--- Data supplied ---

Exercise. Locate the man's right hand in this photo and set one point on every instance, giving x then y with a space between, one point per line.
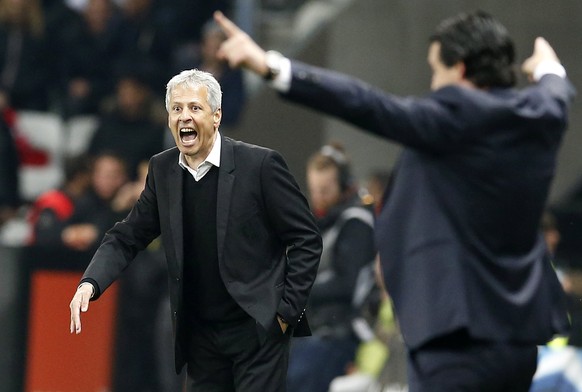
239 50
542 52
80 303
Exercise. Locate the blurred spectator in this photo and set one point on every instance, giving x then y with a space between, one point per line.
231 80
190 23
51 211
23 65
348 249
131 128
570 277
377 185
150 34
93 214
9 183
91 49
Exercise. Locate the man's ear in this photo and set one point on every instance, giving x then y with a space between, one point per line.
217 117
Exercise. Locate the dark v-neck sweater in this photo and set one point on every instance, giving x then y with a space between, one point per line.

---

_Work task_
Exactly as written, reproduce all of the entries while dropping the pictures.

_Reply_
Exercise. Locate the man's right hand in this photo and set one point on every instance, giving x then y with a space between, one point per line.
239 50
542 52
80 303
Exercise. Locate the blurred spectator in this photo and set one point on every instance, giving x then y with a space between, one point per line.
231 80
190 23
51 211
23 65
348 249
131 128
570 277
377 185
150 34
93 214
9 183
91 49
Exercise. Locate the man's ear in this photo and set one point on every instance, giving x then y with a space between, one point per line.
217 117
Exercise. Locate the dark v-neck sweater in this photo and set one point on every instance, giving x then y with a space between, one point per line.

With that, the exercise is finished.